=== Selected passage ===
----------
In other words, "Fill in the lacuna please." "Answer my prayers". "Give us your content, your daily bread". (Content is of course the egregious but emblematic buzzword of late great capitalism's '90s romp with the World Wide Web.)

My point is that once-upon-a-time art struggled with what was here, rather than asking what is not. This kind of art may have been too pressured by the culture around it, but perhaps, at a time when we are suffering simultaneously from information sickness and information black-out, it is time to put speculation behind (i.e. the end of the century's interest in the future, in prediction, in science fiction). Maybe it is time to do less asking and more engaging with the present (although clearly to be engaged in the present is to question).
----------
=== Task list ===
A – List every phrase that appears inside quotation marks in the passage on art above.
B – In the passage on art above, what did art once struggle with?
----------
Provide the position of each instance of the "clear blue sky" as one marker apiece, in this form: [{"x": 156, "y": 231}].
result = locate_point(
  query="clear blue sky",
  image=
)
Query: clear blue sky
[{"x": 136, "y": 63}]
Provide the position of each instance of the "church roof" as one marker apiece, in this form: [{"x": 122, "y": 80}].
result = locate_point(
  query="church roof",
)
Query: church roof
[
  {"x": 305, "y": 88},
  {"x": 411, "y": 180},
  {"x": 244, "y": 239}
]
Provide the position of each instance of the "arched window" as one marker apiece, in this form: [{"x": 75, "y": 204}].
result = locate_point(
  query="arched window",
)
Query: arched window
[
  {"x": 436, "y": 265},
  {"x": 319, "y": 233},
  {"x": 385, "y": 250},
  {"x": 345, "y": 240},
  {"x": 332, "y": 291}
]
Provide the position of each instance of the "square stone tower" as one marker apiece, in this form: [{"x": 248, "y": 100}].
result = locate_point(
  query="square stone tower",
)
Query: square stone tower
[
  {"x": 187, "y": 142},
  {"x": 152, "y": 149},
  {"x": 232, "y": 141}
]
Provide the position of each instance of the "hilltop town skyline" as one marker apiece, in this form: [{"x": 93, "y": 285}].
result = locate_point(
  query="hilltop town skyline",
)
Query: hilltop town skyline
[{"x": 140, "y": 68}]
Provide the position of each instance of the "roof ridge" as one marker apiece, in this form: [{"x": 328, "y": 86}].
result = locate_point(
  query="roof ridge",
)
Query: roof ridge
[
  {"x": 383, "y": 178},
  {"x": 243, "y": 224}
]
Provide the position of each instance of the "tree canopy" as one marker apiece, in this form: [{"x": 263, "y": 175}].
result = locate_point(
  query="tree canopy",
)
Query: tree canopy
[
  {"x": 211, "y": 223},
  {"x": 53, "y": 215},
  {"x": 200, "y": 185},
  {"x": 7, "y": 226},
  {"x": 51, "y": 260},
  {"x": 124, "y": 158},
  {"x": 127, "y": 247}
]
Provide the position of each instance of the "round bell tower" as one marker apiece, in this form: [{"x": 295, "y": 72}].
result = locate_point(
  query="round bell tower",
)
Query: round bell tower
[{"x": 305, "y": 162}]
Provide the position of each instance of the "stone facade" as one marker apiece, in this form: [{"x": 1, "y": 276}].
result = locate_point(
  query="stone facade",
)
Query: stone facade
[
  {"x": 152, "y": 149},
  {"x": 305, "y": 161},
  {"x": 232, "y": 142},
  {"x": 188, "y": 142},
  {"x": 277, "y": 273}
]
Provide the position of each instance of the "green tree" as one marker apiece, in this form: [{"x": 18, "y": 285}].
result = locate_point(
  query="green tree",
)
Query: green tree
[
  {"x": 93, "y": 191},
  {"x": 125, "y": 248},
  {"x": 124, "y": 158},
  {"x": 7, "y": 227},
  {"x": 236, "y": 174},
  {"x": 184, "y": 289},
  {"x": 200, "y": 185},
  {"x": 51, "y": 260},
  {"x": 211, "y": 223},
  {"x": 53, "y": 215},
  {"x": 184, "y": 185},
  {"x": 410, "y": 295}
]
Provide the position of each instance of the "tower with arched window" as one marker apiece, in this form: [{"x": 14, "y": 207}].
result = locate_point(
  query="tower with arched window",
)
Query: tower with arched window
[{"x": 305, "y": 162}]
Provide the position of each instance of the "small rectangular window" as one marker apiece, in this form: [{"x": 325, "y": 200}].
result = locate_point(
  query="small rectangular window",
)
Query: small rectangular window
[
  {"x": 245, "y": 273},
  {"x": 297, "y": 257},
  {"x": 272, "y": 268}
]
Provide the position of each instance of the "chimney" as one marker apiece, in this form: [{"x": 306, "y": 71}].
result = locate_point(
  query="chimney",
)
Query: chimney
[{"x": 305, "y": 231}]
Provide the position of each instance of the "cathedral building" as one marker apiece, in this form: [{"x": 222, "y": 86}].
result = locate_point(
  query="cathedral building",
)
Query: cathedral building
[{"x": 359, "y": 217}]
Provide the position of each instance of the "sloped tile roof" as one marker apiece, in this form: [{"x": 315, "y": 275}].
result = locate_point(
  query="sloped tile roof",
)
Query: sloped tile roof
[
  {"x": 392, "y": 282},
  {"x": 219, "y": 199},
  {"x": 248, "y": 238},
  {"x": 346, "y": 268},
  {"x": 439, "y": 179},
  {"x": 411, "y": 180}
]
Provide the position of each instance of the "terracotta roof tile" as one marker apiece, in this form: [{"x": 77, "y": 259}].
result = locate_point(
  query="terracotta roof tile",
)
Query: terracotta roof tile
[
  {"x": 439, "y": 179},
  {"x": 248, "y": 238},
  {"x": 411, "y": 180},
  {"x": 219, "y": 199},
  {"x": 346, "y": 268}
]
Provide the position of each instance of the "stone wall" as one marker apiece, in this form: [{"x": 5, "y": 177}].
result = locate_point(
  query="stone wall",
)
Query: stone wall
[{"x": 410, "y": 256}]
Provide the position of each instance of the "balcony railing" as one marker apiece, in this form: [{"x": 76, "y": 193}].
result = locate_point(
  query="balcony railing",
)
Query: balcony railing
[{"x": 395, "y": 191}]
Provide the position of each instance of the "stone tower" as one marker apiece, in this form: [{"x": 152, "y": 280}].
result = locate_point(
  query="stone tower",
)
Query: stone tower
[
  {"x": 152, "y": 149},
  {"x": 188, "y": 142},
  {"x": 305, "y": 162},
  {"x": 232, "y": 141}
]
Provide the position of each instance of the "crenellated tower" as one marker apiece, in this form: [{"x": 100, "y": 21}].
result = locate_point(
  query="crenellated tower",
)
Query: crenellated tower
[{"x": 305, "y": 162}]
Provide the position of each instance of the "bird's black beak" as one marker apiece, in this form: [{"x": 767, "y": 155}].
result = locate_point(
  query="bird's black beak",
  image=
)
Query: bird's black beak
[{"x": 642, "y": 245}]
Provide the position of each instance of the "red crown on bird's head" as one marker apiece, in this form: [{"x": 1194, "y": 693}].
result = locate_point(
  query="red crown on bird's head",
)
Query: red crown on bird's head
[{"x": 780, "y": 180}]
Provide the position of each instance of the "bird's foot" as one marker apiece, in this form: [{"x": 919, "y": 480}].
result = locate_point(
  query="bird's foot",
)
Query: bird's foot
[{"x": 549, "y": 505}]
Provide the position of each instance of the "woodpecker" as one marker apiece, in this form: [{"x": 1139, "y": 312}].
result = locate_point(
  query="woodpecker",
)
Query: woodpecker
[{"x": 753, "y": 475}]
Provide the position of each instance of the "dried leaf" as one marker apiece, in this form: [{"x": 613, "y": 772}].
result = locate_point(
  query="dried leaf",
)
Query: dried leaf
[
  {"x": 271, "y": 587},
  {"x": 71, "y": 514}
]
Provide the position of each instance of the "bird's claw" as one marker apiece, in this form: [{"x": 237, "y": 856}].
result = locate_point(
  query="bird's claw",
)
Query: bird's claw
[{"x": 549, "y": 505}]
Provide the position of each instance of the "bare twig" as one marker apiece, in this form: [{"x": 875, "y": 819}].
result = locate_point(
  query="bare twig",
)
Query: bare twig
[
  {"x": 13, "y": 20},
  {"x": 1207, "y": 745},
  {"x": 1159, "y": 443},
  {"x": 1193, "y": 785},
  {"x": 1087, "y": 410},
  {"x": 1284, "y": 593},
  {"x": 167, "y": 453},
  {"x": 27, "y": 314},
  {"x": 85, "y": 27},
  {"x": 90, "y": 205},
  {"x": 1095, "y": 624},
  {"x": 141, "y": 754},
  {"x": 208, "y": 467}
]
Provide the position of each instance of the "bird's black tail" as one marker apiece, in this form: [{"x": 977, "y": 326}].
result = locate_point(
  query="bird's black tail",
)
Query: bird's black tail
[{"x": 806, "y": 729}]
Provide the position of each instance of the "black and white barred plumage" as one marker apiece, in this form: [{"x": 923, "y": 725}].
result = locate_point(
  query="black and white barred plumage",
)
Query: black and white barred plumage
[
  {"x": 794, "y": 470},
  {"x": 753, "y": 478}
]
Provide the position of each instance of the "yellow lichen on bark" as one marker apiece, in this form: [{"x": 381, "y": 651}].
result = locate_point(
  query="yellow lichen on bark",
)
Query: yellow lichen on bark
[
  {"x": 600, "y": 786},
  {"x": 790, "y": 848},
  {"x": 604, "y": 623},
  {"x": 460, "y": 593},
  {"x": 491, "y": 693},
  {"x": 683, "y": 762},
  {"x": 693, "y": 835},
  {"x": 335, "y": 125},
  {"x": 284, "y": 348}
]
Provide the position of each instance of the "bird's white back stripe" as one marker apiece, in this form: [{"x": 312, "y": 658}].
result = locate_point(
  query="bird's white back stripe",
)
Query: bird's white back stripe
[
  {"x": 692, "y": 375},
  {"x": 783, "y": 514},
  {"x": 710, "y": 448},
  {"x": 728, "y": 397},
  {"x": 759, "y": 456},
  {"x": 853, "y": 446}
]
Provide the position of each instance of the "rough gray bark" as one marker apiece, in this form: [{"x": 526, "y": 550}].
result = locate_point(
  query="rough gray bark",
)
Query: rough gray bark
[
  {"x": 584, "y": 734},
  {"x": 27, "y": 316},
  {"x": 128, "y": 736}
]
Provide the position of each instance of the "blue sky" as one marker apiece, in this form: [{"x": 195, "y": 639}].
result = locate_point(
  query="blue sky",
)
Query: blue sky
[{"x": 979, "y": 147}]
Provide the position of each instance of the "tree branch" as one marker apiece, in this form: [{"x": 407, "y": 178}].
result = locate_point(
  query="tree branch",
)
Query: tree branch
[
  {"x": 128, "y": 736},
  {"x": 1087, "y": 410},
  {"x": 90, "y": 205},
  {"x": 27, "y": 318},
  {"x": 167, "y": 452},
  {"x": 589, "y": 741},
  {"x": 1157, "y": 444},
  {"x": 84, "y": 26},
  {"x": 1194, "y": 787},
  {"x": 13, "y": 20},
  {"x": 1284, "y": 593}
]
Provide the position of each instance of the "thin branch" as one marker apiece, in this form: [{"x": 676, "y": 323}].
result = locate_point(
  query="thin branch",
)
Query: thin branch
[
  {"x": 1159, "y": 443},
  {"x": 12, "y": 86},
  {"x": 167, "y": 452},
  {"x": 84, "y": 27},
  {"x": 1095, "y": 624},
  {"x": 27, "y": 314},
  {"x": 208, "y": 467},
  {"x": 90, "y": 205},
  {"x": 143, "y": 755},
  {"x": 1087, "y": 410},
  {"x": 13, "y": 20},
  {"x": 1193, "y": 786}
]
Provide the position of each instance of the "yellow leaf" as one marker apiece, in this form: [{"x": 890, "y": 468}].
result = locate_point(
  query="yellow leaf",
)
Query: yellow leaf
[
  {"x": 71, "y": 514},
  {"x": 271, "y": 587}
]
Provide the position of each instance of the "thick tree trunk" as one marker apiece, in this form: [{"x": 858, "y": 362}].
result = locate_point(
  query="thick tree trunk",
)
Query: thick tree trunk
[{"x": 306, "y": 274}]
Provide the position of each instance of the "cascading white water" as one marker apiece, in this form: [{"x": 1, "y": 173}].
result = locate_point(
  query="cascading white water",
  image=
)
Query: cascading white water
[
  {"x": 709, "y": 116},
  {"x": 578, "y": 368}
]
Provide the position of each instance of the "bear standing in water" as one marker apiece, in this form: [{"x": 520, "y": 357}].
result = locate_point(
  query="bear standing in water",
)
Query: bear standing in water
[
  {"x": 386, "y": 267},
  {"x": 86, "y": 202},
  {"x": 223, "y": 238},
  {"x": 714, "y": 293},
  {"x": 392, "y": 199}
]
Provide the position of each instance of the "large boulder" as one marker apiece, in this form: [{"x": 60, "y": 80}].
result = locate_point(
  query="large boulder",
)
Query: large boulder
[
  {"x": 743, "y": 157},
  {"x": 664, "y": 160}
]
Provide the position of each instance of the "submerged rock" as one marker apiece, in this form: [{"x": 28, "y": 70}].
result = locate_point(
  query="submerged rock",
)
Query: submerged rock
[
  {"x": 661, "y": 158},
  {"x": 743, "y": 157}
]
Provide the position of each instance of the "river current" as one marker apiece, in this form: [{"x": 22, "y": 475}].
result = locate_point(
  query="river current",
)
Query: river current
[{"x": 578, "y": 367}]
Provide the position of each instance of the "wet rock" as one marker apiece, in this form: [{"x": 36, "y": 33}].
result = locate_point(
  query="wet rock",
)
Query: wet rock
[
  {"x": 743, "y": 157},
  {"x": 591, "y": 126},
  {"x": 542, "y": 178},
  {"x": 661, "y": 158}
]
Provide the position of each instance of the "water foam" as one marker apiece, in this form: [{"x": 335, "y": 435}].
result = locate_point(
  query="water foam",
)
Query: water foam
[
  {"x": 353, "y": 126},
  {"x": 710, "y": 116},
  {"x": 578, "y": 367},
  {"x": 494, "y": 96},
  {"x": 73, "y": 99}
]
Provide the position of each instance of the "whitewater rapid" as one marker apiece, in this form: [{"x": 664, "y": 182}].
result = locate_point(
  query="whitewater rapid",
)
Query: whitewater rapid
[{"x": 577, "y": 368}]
----------
=== Exercise responses ===
A –
- "Fill in the lacuna please."
- "Answer my prayers".
- "Give us your content, your daily bread".

B – Art struggled with what was here, rather than asking what is not.